What to work on: Whenever a line below mentions the word "raised", that line should be copied.

Record extracts:
■ ■ ■ ■
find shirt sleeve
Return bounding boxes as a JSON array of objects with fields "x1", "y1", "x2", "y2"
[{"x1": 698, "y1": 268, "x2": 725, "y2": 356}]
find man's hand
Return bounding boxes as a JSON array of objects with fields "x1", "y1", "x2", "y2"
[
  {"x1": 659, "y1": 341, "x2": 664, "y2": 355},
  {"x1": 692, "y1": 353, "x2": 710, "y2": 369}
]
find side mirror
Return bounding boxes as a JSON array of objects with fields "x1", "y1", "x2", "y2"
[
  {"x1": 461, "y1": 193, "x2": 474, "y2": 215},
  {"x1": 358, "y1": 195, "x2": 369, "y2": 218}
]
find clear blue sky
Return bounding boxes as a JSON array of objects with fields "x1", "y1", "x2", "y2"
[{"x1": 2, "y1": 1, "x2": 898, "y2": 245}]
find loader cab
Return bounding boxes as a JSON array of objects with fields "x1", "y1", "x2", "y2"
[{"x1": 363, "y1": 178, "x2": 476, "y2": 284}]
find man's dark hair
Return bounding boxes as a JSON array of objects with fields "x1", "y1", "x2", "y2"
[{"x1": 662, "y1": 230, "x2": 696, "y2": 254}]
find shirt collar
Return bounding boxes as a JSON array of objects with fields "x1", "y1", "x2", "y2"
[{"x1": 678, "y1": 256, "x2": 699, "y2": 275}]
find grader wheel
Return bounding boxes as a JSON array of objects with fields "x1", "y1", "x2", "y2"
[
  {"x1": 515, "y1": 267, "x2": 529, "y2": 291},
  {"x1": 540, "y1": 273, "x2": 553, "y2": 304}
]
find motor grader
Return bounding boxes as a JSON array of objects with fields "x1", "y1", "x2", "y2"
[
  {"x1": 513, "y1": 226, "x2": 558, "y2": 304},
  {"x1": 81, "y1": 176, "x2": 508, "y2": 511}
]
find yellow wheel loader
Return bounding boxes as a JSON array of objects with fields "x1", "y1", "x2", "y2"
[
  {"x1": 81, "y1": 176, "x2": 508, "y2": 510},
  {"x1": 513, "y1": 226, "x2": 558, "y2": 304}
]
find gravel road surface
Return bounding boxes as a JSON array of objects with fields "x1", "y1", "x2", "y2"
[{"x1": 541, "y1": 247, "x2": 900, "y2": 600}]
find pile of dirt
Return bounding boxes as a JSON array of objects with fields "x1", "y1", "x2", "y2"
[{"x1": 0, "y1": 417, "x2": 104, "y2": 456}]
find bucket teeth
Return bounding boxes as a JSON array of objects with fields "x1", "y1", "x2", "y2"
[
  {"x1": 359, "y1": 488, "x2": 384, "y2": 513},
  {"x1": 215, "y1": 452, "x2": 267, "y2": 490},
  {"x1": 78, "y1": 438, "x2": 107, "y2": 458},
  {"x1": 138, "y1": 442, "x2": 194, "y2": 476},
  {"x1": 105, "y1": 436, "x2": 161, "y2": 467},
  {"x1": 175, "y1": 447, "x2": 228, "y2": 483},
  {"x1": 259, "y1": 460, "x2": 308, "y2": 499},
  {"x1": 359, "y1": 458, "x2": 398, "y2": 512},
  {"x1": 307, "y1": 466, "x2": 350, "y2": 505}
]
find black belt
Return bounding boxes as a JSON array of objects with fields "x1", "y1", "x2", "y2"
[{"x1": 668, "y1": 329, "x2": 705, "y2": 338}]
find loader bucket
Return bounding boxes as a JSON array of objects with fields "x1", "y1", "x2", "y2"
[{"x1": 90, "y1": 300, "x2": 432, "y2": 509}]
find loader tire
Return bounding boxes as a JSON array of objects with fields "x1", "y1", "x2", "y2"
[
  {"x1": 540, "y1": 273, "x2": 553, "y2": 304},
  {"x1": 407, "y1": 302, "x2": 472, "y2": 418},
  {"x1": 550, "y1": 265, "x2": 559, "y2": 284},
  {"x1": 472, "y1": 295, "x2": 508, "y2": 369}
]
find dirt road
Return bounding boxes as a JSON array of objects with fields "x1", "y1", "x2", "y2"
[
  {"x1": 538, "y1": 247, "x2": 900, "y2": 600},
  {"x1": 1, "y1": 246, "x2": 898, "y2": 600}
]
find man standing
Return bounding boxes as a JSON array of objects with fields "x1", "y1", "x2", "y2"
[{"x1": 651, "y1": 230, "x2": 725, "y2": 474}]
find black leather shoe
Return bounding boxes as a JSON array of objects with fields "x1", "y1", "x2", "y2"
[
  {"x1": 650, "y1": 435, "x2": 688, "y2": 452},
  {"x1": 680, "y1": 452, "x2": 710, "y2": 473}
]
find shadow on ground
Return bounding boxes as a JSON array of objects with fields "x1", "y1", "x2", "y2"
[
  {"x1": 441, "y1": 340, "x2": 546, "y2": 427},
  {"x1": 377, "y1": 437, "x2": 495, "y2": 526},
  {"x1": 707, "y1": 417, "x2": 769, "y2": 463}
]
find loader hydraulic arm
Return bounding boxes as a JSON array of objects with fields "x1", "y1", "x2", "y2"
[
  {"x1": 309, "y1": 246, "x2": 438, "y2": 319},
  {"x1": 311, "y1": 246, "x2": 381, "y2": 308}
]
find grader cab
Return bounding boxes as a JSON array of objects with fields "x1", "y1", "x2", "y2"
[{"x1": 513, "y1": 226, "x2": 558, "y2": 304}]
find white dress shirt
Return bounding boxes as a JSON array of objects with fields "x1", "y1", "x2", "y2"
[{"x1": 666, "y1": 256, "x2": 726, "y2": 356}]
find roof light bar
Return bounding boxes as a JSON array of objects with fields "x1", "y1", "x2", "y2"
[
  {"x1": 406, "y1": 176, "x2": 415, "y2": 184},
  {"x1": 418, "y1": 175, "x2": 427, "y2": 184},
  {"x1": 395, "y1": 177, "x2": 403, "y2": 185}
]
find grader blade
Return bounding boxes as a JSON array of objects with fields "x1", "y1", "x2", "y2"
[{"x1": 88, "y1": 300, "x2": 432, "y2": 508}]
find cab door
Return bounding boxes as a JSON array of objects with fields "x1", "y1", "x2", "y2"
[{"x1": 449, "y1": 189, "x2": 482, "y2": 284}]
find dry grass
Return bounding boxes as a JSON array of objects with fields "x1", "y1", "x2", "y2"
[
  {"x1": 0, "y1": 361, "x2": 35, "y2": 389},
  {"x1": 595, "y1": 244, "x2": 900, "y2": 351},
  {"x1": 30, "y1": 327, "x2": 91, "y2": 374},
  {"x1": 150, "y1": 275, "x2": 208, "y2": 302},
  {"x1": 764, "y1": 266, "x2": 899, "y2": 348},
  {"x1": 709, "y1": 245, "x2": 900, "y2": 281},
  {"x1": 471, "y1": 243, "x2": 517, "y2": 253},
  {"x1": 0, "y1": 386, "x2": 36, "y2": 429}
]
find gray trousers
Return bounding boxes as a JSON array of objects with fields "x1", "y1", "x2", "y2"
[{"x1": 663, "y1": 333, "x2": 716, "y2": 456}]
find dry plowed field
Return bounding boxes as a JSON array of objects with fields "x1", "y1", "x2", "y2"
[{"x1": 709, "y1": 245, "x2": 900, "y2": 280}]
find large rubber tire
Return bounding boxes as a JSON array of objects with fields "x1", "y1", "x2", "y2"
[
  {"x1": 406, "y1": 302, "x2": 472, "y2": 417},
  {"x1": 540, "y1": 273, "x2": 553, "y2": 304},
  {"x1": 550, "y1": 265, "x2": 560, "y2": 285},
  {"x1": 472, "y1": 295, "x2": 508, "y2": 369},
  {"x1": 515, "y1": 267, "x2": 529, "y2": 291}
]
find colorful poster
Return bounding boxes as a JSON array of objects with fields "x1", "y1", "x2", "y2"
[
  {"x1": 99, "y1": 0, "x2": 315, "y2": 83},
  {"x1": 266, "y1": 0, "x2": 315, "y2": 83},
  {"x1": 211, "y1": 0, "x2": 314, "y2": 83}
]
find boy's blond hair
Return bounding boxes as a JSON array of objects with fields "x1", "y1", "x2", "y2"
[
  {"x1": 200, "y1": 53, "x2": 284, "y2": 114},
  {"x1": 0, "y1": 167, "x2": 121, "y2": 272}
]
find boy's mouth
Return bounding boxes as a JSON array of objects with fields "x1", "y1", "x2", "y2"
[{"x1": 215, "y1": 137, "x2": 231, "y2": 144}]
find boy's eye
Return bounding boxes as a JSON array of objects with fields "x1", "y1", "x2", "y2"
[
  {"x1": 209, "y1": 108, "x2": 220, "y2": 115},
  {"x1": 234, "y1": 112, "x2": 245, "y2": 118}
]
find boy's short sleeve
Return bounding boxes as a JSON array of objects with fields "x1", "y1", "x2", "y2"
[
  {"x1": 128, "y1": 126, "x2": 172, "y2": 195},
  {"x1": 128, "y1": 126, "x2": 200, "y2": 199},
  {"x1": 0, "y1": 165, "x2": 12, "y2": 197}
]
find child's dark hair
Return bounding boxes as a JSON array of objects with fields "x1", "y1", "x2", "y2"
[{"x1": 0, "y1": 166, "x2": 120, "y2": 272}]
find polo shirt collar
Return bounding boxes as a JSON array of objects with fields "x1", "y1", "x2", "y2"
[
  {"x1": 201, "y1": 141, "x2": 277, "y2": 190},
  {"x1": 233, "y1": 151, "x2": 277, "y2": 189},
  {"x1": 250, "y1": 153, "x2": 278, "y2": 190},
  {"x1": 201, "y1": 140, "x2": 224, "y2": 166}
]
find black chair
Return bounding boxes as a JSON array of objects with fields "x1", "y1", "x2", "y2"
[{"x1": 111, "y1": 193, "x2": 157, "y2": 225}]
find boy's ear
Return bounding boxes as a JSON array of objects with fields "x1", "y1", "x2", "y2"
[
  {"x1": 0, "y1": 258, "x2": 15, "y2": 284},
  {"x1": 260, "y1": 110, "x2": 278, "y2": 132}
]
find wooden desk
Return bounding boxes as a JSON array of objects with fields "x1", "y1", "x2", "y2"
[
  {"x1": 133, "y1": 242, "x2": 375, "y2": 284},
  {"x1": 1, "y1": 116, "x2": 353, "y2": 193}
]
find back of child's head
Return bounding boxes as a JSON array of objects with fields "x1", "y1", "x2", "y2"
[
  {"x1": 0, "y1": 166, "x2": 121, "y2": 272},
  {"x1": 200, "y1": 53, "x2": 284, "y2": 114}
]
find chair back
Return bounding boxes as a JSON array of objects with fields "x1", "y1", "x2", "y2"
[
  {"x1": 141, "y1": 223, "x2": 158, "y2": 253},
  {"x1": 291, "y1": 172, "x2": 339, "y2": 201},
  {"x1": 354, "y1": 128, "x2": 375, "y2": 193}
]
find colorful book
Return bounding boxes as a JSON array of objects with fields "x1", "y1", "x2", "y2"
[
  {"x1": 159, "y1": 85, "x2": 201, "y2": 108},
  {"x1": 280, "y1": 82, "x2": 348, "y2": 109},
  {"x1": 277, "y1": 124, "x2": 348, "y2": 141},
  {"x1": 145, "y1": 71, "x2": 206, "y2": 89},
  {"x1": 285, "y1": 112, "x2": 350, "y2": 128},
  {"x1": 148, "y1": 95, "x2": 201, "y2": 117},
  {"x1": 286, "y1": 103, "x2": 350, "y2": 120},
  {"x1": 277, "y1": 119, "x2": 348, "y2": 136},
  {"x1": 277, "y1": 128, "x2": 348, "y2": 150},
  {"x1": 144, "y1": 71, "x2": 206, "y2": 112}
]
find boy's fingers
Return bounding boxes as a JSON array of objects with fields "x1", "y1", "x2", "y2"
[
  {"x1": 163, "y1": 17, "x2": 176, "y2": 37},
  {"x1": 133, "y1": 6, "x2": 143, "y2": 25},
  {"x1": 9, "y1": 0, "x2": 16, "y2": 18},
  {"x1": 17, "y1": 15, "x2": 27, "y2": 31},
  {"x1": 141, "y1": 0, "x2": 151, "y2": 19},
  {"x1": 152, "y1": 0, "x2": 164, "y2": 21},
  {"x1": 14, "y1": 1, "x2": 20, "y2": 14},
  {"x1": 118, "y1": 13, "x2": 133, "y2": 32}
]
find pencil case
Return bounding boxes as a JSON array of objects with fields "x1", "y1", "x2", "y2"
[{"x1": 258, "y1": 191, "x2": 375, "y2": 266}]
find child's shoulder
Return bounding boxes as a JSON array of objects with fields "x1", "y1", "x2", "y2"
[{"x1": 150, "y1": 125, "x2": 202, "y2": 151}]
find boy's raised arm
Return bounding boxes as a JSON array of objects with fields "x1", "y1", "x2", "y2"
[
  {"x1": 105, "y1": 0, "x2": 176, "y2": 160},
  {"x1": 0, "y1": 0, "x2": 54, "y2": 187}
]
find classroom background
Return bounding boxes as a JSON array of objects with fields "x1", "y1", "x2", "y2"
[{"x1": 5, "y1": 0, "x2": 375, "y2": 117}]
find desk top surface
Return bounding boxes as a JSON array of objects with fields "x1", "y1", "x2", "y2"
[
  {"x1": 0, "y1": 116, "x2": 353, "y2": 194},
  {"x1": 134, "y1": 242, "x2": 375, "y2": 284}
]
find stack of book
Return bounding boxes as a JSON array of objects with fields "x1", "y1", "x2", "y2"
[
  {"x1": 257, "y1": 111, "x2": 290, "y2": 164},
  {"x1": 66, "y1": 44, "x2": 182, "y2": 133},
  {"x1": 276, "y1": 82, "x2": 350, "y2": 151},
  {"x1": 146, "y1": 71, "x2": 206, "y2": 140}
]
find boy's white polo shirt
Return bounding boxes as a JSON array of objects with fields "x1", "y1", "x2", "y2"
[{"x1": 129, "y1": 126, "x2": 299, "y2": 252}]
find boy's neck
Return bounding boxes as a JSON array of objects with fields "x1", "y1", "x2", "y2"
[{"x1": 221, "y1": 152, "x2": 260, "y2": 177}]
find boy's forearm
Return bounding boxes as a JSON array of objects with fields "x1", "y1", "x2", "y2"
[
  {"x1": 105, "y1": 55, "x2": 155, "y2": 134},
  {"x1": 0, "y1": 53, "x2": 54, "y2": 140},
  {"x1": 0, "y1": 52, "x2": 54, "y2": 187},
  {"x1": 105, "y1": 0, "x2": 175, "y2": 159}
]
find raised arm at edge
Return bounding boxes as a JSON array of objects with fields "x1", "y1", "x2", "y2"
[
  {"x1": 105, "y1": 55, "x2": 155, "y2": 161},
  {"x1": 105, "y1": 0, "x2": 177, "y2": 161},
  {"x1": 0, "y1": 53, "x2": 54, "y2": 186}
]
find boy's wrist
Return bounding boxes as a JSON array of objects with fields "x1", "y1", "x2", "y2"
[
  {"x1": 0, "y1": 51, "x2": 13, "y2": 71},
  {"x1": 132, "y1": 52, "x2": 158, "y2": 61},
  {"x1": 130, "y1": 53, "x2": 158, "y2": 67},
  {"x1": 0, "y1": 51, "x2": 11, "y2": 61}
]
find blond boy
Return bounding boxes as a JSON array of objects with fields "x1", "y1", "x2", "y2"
■ ■ ■ ■
Written solution:
find boy's raised arm
find raised arm at edge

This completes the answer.